• Activity
Verbatim copy without pictures. Please print every entry as it stands.
◆ ◆ ◆ ◆
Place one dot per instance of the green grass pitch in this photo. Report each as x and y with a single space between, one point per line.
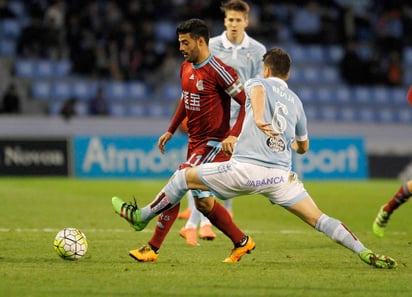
290 259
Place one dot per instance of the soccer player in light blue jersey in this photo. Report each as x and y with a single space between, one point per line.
274 126
245 54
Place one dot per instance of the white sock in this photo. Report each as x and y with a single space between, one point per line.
339 233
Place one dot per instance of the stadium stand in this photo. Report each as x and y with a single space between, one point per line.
54 74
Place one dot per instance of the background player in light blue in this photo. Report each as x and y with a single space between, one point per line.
245 54
274 126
◆ ◆ ◆ ◆
• Expected output
Place one dot per instance of the green grass pitch in this photo. Report each as x and y with a single space between, one point per line.
290 259
Place one dot per instance of the soccer player in light blue jersey in this photo. Report each as x and y with a single space between, one point per line.
274 126
245 54
Place one dot per instance of the white sock in this photo. Report each as x and y with a single space between, one point per line.
339 233
Place one dot per instance of the stadium stand in this photo. Report each as x and y with a single space between, one point per line.
54 74
Place one dot per instance of the background player in light blue in this photo. Report each as x and y with a single space between, one point per line.
245 54
274 126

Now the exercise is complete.